Lines from the one containing "Put one marker on each instance of the water" to the end of the entries below must be reproduced exactly, with both end lines kept and no other line added.
***** RECORDS
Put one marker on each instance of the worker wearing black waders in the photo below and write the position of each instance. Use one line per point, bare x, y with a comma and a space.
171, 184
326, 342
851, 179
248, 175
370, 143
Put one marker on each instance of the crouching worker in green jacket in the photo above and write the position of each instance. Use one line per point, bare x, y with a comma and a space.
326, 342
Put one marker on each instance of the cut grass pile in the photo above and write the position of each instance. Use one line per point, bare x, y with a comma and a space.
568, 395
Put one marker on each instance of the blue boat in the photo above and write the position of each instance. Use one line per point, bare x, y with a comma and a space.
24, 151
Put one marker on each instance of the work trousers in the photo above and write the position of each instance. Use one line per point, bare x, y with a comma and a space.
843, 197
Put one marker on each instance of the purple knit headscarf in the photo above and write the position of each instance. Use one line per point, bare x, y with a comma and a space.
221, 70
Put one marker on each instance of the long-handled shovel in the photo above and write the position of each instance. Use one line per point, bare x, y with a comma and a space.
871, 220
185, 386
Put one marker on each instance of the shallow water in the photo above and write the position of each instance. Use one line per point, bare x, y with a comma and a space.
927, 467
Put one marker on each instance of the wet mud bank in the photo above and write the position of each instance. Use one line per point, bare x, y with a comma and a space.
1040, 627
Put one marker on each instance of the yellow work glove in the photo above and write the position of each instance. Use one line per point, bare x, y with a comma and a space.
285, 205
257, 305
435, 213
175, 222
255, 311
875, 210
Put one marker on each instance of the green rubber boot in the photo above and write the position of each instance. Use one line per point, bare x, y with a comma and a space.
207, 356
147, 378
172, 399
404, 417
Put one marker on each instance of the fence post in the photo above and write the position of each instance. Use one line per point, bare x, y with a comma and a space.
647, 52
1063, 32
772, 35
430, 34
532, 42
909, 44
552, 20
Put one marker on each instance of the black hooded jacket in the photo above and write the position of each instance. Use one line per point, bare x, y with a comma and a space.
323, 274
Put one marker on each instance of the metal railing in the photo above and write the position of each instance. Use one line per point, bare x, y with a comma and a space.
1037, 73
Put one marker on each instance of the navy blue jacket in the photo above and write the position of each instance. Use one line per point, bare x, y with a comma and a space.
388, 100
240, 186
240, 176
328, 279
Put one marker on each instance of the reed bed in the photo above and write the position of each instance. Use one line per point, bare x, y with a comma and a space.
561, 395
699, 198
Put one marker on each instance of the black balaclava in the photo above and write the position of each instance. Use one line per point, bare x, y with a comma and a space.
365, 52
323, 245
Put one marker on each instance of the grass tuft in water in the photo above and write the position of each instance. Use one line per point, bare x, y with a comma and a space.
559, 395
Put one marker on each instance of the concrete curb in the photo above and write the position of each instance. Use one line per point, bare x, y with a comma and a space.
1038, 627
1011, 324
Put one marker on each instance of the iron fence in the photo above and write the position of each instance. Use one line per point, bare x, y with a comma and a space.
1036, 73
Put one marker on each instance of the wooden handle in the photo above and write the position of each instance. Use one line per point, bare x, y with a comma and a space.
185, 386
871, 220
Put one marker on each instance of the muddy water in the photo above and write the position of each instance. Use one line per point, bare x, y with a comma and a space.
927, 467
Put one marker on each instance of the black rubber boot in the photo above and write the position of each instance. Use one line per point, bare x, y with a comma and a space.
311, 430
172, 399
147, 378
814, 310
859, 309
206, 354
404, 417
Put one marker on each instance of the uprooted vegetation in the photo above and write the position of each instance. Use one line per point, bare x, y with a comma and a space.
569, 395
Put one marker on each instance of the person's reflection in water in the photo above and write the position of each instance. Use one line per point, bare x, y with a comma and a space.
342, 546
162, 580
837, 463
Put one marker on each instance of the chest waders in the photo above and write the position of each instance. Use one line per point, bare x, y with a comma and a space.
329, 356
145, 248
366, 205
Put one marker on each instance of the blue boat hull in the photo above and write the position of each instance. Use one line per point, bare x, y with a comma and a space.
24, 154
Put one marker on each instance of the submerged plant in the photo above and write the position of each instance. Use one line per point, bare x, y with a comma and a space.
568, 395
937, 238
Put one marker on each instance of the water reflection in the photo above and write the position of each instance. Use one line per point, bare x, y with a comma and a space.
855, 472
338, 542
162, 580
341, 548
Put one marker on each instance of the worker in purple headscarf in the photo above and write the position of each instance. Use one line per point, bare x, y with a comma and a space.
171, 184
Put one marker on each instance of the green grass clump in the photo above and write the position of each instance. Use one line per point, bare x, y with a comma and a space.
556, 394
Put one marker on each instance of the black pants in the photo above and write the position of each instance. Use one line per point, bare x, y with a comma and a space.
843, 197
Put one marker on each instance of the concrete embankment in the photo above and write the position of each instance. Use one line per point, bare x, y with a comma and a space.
**********
OUTPUT OF THE TASK:
Put one marker on each instance of the water reflection in the photo above and write the position of each instance. Use one line per point, bare x, y with a comma and a space.
855, 472
338, 542
162, 580
341, 548
Put one marker on each instance of the worker in purple headscarf in the photo above and write the position of each instance. Use one line per point, bare x, y with a comma and a space.
171, 184
Put one marker on each instance of the green grass clump in the photo above and write the position of each instance. Use one line per point, bare x, y with a comma and a space.
556, 394
Put one marker on each instance of the black pants in the photo above and write the position of each instance. Use one line per point, bare x, y with a comma and a space.
843, 197
Put one marker on each instance of the concrete embankment in the photo above and write the position of each instance. Use one line per point, bare x, y with a comma and a space.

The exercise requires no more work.